Task material
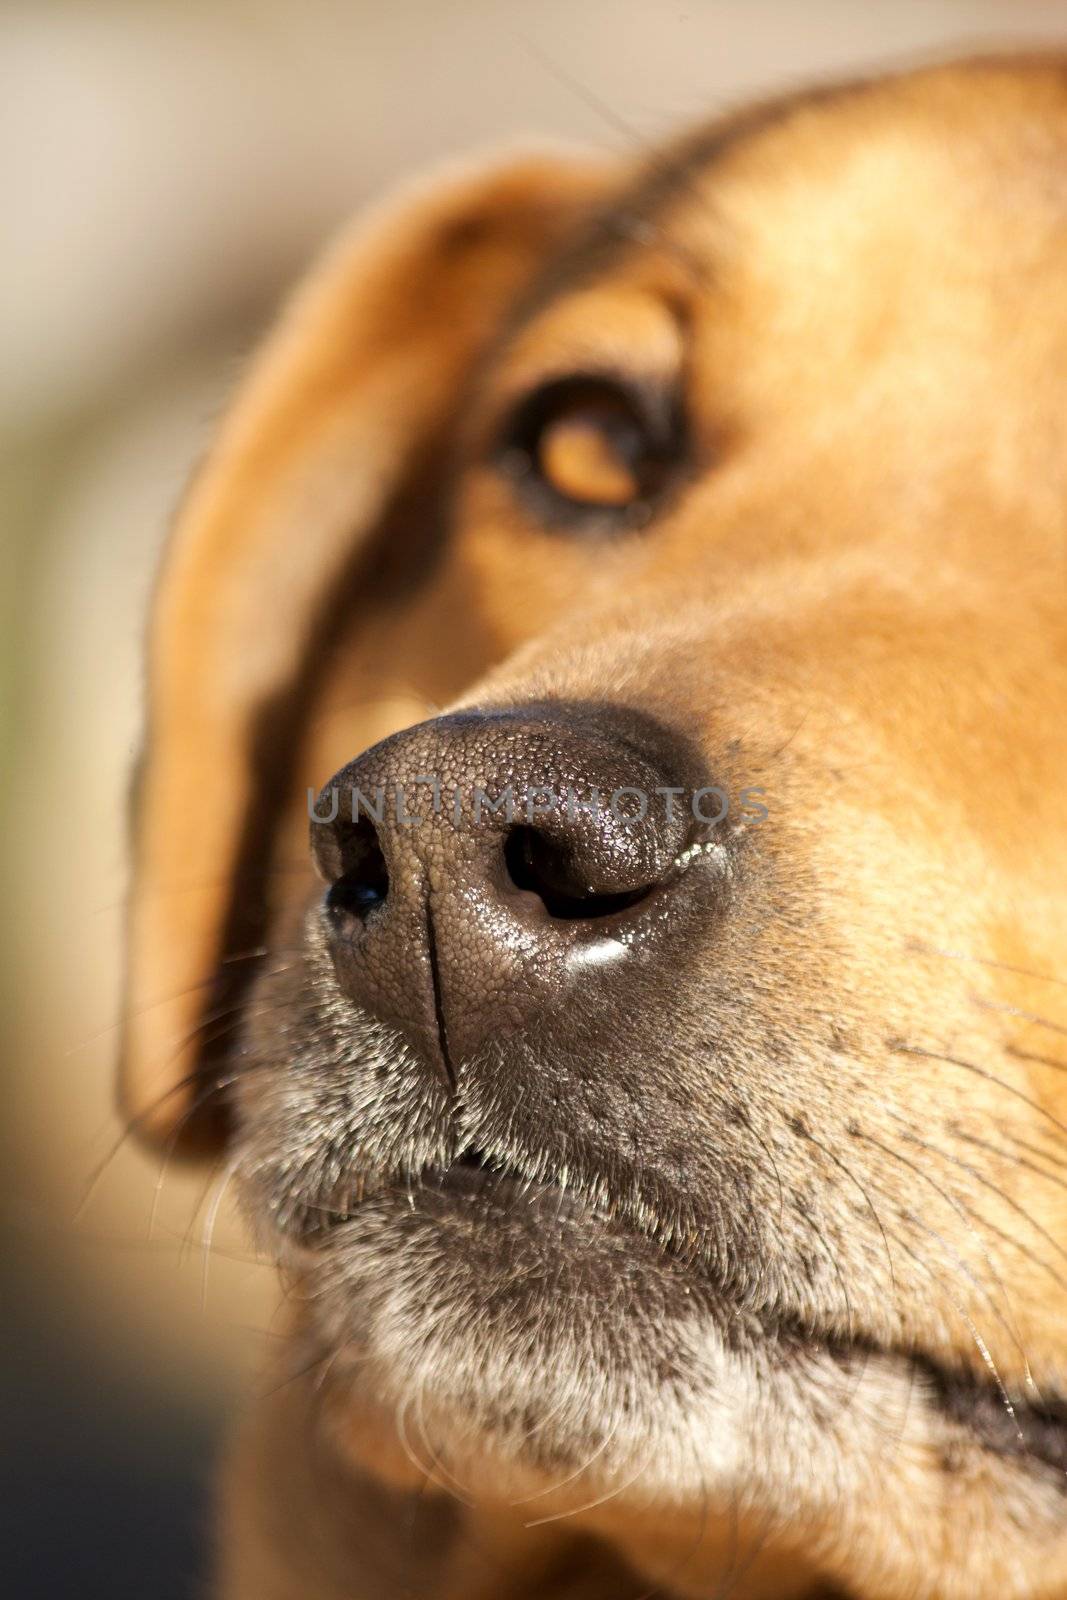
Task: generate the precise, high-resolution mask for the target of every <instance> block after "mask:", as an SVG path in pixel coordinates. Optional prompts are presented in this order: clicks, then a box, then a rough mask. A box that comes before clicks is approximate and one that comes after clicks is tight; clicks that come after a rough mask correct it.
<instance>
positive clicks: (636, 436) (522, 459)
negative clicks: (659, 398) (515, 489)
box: [504, 378, 673, 520]
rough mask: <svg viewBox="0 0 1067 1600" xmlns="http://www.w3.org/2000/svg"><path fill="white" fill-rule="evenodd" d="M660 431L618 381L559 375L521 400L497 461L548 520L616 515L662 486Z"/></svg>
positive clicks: (665, 441) (641, 501)
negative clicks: (619, 383) (516, 482)
mask: <svg viewBox="0 0 1067 1600" xmlns="http://www.w3.org/2000/svg"><path fill="white" fill-rule="evenodd" d="M659 410H662V411H664V413H665V410H667V408H665V406H661V408H659ZM662 421H664V418H661V422H662ZM665 432H669V429H665V427H659V429H657V427H656V426H654V419H651V418H649V416H648V414H646V410H645V408H643V406H641V405H640V403H638V402H637V400H635V398H633V397H632V395H630V394H629V392H627V390H625V389H622V387H621V386H617V384H613V382H606V381H603V379H590V378H566V379H558V381H555V382H550V384H545V386H544V387H542V389H539V390H536V392H534V394H533V395H530V397H528V398H526V402H525V403H523V405H522V406H520V411H518V414H517V418H515V421H514V424H512V432H510V437H509V442H507V450H506V453H504V464H506V467H507V469H509V470H510V472H512V475H514V477H515V478H517V480H518V482H520V485H522V488H523V490H525V493H526V496H528V498H530V496H536V498H537V501H536V504H539V509H541V510H542V514H544V515H545V517H547V518H549V520H566V518H568V517H571V518H573V517H581V515H589V514H598V515H601V517H603V515H611V514H616V515H617V514H622V512H629V510H633V509H635V507H640V506H645V504H646V502H648V501H649V499H651V498H653V496H654V494H656V493H657V491H659V488H661V486H662V483H664V480H665V475H667V469H669V464H670V459H673V451H672V448H670V440H669V438H661V437H659V435H661V434H665Z"/></svg>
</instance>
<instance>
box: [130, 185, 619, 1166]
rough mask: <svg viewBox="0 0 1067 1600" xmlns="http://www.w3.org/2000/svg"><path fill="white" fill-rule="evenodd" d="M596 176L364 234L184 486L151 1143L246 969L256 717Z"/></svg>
mask: <svg viewBox="0 0 1067 1600" xmlns="http://www.w3.org/2000/svg"><path fill="white" fill-rule="evenodd" d="M606 181H608V178H606V174H605V171H603V170H601V168H598V166H595V165H593V163H590V165H589V166H585V165H584V163H579V162H573V160H566V158H525V160H512V162H509V163H507V165H496V166H493V168H490V170H485V168H483V170H480V171H475V173H466V174H461V176H456V174H453V176H450V178H448V179H442V178H437V179H435V181H434V182H432V184H430V186H424V187H421V189H419V190H418V192H414V194H408V195H405V197H402V198H400V200H398V202H394V203H392V205H389V206H387V208H386V210H384V211H381V213H379V214H378V216H374V218H371V219H370V222H363V224H360V227H358V229H357V232H355V234H350V235H346V237H344V238H342V240H341V242H339V243H338V245H336V246H334V248H333V250H331V251H330V253H328V256H326V259H325V261H323V262H322V266H320V267H318V269H317V270H315V272H314V274H312V275H310V278H309V280H307V283H306V285H304V286H302V288H301V290H299V291H298V294H296V296H294V299H293V302H291V306H290V307H288V310H286V312H285V315H283V317H282V320H280V323H278V326H277V328H275V331H274V333H272V334H270V338H269V339H267V342H266V346H264V349H262V350H261V354H259V357H258V358H256V362H254V363H253V368H251V373H250V376H248V379H246V382H245V384H243V387H242V390H240V392H238V395H237V400H235V403H234V406H232V410H230V413H229V416H227V419H226V422H224V426H222V429H221V434H219V437H218V443H216V446H214V450H213V451H211V454H210V458H208V459H206V462H205V466H203V467H202V470H200V474H198V477H197V478H195V482H194V483H192V488H190V491H189V494H187V501H186V504H184V507H182V510H181V515H179V518H178V526H176V530H174V533H173V538H171V542H170V547H168V554H166V558H165V563H163V571H162V579H160V584H158V590H157V597H155V606H154V616H152V621H150V638H149V674H147V739H146V750H144V755H142V762H141V770H139V776H138V786H136V806H134V834H136V838H134V872H133V885H131V899H130V925H128V928H130V931H128V941H130V942H128V970H126V997H125V1005H126V1013H125V1014H126V1024H125V1042H123V1064H122V1101H123V1109H125V1112H126V1115H128V1118H130V1120H131V1125H133V1126H134V1128H136V1130H138V1131H139V1133H142V1134H147V1136H149V1138H154V1139H166V1138H171V1139H176V1138H178V1133H179V1130H181V1128H182V1126H184V1125H186V1123H189V1125H190V1126H197V1128H198V1133H200V1139H203V1136H205V1120H203V1117H200V1115H197V1102H198V1101H200V1099H206V1098H208V1096H210V1093H211V1085H205V1082H203V1077H200V1075H198V1061H200V1058H202V1053H200V1048H198V1042H197V1040H198V1035H202V1034H203V1030H205V1024H206V1019H208V1018H210V1016H211V1014H218V1011H219V1010H221V1006H219V976H221V973H222V965H224V962H226V960H240V955H235V954H234V950H232V946H234V934H232V922H234V885H235V883H237V882H238V877H240V866H242V856H245V870H246V869H248V866H250V862H248V859H246V858H248V840H250V837H254V834H256V829H254V827H253V832H251V835H250V818H251V816H253V813H254V808H256V806H262V805H266V803H269V797H264V795H262V794H258V792H256V787H258V770H256V741H258V739H261V738H262V722H264V717H267V718H269V712H270V707H272V704H275V702H277V699H278V696H280V694H282V693H283V690H285V686H286V685H288V683H291V682H293V680H294V678H296V677H298V675H299V674H301V670H304V669H306V664H307V659H309V650H310V640H312V637H314V632H315V629H317V619H320V618H322V614H323V605H325V603H326V602H328V600H330V597H331V594H333V592H334V590H336V589H338V586H339V584H341V582H342V581H347V576H346V574H352V571H354V560H357V562H358V555H360V552H362V550H366V549H370V547H371V546H373V544H374V541H376V534H378V533H379V531H381V528H382V520H384V518H386V517H387V514H389V507H394V523H395V506H397V499H398V496H402V494H403V486H405V480H406V478H408V477H410V475H411V474H413V472H414V470H416V464H418V462H424V461H426V453H427V440H430V437H432V435H434V434H435V429H440V424H442V418H443V416H446V413H448V410H450V406H451V405H454V400H456V395H458V390H459V389H461V386H462V379H464V374H466V373H467V371H469V368H470V366H472V363H474V362H475V360H477V358H478V354H480V352H482V350H483V349H485V346H486V342H488V341H490V339H491V338H493V334H494V333H496V330H498V328H499V326H501V323H502V320H504V318H506V317H507V312H509V309H510V307H512V306H514V304H515V299H517V298H518V296H520V294H522V293H523V290H525V286H526V285H528V283H530V280H531V277H533V275H534V274H536V270H537V269H539V266H541V264H542V262H544V259H545V256H547V254H549V253H550V251H553V250H555V248H558V246H560V245H561V243H563V240H565V238H566V237H568V232H569V230H573V229H576V227H579V226H581V221H582V218H584V214H585V213H587V210H589V208H590V206H593V203H595V198H597V197H598V195H600V194H601V192H603V187H605V184H606ZM411 520H416V522H418V518H411ZM395 538H397V531H395V528H390V531H389V539H390V541H394V539H395ZM256 730H258V731H256ZM259 832H261V837H262V829H261V830H259ZM256 866H258V862H256V861H254V859H253V861H251V867H253V872H254V869H256ZM259 867H261V869H262V867H264V862H262V861H259ZM238 893H240V890H238ZM227 928H229V931H227ZM210 1136H211V1138H214V1136H216V1134H210Z"/></svg>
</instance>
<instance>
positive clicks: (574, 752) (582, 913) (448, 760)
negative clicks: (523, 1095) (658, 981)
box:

About this task
Arrange every line of the listing above as a Markdown table with the columns "Row" and "Line", numbering the rows and dropping blank lines. Leave the pictures out of the table.

Solution to the problem
| Row | Line |
|---|---|
| 1 | Task: generate the precise, high-resolution mask for the target of every <instance> block after "mask:", as an SVG path in pixel coordinates. Optional prompts are presented in this order: clicks, then a box, then a rough mask. A box that comes before clicks is approximate and one that comes after clicks is tight; clicks that come after a rough mask correct it. |
| 2 | <instance> |
| 3 | positive clicks: (636, 436) (522, 459) |
| 4 | negative clicks: (659, 398) (515, 489) |
| 5 | box: [504, 378, 673, 520] |
| 6 | rough mask: <svg viewBox="0 0 1067 1600" xmlns="http://www.w3.org/2000/svg"><path fill="white" fill-rule="evenodd" d="M660 431L618 381L559 375L521 400L497 461L548 520L616 515L662 486Z"/></svg> |
| 7 | positive clicks: (665, 441) (641, 501) |
| 8 | negative clicks: (619, 383) (516, 482) |
| 9 | mask: <svg viewBox="0 0 1067 1600" xmlns="http://www.w3.org/2000/svg"><path fill="white" fill-rule="evenodd" d="M659 410H662V411H664V413H665V410H667V408H665V406H661V408H659ZM662 421H664V418H661V422H662ZM665 432H669V429H665V427H659V429H657V427H656V426H654V419H651V418H649V416H648V414H646V410H645V408H643V406H641V405H640V403H638V402H637V400H635V398H633V397H632V395H630V394H629V392H627V390H625V389H622V387H621V386H617V384H613V382H606V381H603V379H590V378H566V379H558V381H555V382H550V384H545V386H544V387H542V389H539V390H536V392H534V394H533V395H530V397H528V398H526V402H525V403H523V405H522V406H520V411H518V414H517V418H515V421H514V424H512V432H510V437H509V442H507V450H506V453H504V464H506V467H507V469H509V470H510V472H512V475H514V477H515V478H517V480H518V482H520V485H522V488H523V490H525V493H526V496H528V498H530V496H536V498H537V501H536V504H539V509H541V510H542V514H544V515H545V517H547V518H549V520H566V518H568V517H571V518H573V517H581V515H589V514H598V515H601V517H603V515H611V514H616V515H617V514H622V512H629V510H633V509H635V507H640V506H645V504H646V502H648V501H649V499H651V498H653V496H654V494H656V493H657V491H659V488H661V486H662V483H664V480H665V475H667V469H669V464H670V459H673V451H672V448H670V440H669V438H661V437H659V435H661V434H665Z"/></svg> |
| 10 | </instance> |
| 11 | <instance> |
| 12 | box: [130, 185, 619, 1166] |
| 13 | rough mask: <svg viewBox="0 0 1067 1600" xmlns="http://www.w3.org/2000/svg"><path fill="white" fill-rule="evenodd" d="M596 176L364 234L184 486L151 1143L246 969L256 717Z"/></svg> |
| 14 | mask: <svg viewBox="0 0 1067 1600" xmlns="http://www.w3.org/2000/svg"><path fill="white" fill-rule="evenodd" d="M606 181H608V178H606V174H605V171H603V170H601V168H598V166H595V165H593V163H590V165H589V166H585V165H584V163H579V162H573V160H566V158H525V160H512V162H509V163H507V165H496V166H493V168H490V170H485V168H483V170H480V171H475V173H466V174H461V176H456V174H453V176H450V178H448V179H442V178H437V179H435V181H434V182H432V184H430V186H424V187H421V189H419V190H418V192H414V194H408V195H405V197H402V198H400V200H398V202H394V203H392V205H389V206H387V208H386V210H384V211H381V213H379V214H378V216H374V218H371V219H370V222H363V224H360V227H358V229H357V232H355V234H350V235H346V237H344V238H342V240H341V242H339V243H338V245H336V246H334V248H333V250H331V251H330V253H328V256H326V259H325V261H323V262H322V266H320V267H318V269H317V270H315V272H314V274H312V275H310V278H309V280H307V283H306V285H304V286H302V288H301V290H299V291H298V294H296V296H294V299H293V302H291V306H290V307H288V310H286V312H285V315H283V317H282V320H280V323H278V326H277V328H275V331H274V333H272V334H270V338H269V339H267V342H266V346H264V349H262V350H261V354H259V357H258V358H256V362H254V363H253V368H251V373H250V376H248V379H246V382H245V384H243V387H242V390H240V392H238V395H237V400H235V403H234V406H232V410H230V413H229V416H227V419H226V422H224V426H222V429H221V434H219V437H218V443H216V446H214V450H213V451H211V454H210V458H208V459H206V462H205V466H203V467H202V470H200V474H198V477H197V478H195V482H194V483H192V488H190V491H189V494H187V501H186V504H184V507H182V510H181V515H179V518H178V526H176V530H174V533H173V538H171V542H170V547H168V554H166V558H165V563H163V571H162V579H160V584H158V590H157V597H155V606H154V616H152V621H150V638H149V674H147V739H146V750H144V755H142V762H141V770H139V776H138V786H136V806H134V834H136V838H134V872H133V885H131V899H130V925H128V928H130V931H128V941H130V942H128V970H126V997H125V1005H126V1013H125V1014H126V1024H125V1042H123V1064H122V1101H123V1109H125V1112H126V1115H128V1118H130V1120H131V1125H133V1126H134V1128H136V1130H138V1131H139V1133H142V1134H147V1136H149V1138H154V1139H166V1138H171V1139H176V1138H178V1133H179V1130H181V1128H182V1126H184V1125H186V1123H189V1125H190V1126H197V1128H198V1133H200V1139H203V1136H205V1120H203V1117H200V1115H197V1102H198V1101H200V1099H206V1098H208V1096H210V1093H211V1085H205V1082H203V1077H200V1075H198V1061H200V1058H202V1053H200V1048H198V1042H197V1040H198V1035H202V1034H203V1030H205V1024H206V1019H208V1018H210V1016H211V1014H218V1011H219V1010H221V1006H219V976H221V973H222V965H224V962H226V960H240V955H235V954H234V950H232V946H234V934H232V922H234V885H235V883H237V882H238V877H240V866H242V856H245V870H246V869H248V866H250V862H248V859H246V858H248V840H250V837H254V834H256V829H254V827H253V832H251V835H250V818H251V816H253V813H254V808H256V806H262V805H266V803H269V797H264V795H262V794H258V792H256V787H258V770H256V741H258V739H261V738H262V722H264V717H267V718H269V712H270V707H272V704H275V702H277V699H278V696H280V694H282V693H283V690H285V686H286V685H288V683H291V682H293V680H294V678H296V677H298V675H299V674H301V670H304V669H306V664H307V659H309V650H310V640H312V637H314V632H315V629H317V619H320V618H322V614H323V605H325V603H326V602H328V600H330V597H331V594H333V592H334V590H336V589H338V586H339V584H341V582H342V581H347V576H346V574H352V571H354V560H357V562H358V555H360V552H362V550H366V549H370V547H371V546H373V544H374V541H376V534H378V533H379V531H381V528H382V520H384V518H386V517H387V514H389V507H394V523H395V506H397V499H398V496H402V494H403V486H405V480H406V478H408V477H410V475H411V474H413V472H414V470H416V464H418V462H424V461H426V453H427V440H430V437H432V435H434V434H435V429H440V424H442V418H443V416H446V413H448V410H450V406H451V405H454V400H456V395H458V390H459V389H461V386H462V379H464V374H466V373H467V371H469V368H470V366H472V363H474V362H475V360H477V358H478V354H480V352H482V350H483V349H485V346H486V342H488V341H490V339H491V338H493V334H494V333H496V330H498V328H499V326H501V323H502V320H504V318H506V317H507V312H509V309H510V307H512V306H514V304H515V299H517V298H518V296H520V294H522V293H523V290H525V286H526V285H528V283H530V280H531V277H533V275H534V274H536V270H537V269H539V266H541V264H542V262H544V259H545V256H547V254H549V253H550V251H553V250H555V248H558V246H560V245H561V243H563V240H565V238H566V237H568V232H569V230H573V229H576V227H579V226H581V221H582V218H584V214H585V213H587V210H589V208H590V206H593V203H595V198H597V197H598V195H600V194H601V192H603V187H605V184H606ZM411 520H416V522H418V518H411ZM395 538H397V531H395V528H390V531H389V539H390V541H394V539H395ZM256 730H258V731H256ZM259 832H261V837H262V829H261V830H259ZM256 866H258V862H256V861H254V859H253V861H251V867H253V872H254V869H256ZM259 867H261V869H262V867H264V862H262V861H259ZM238 893H240V890H238ZM227 928H229V931H227ZM210 1136H211V1138H214V1136H216V1134H210Z"/></svg> |
| 15 | </instance> |
| 16 | <instance> |
| 17 | positive clicks: (574, 752) (582, 913) (448, 760) |
| 18 | negative clicks: (523, 1095) (658, 981) |
| 19 | box: |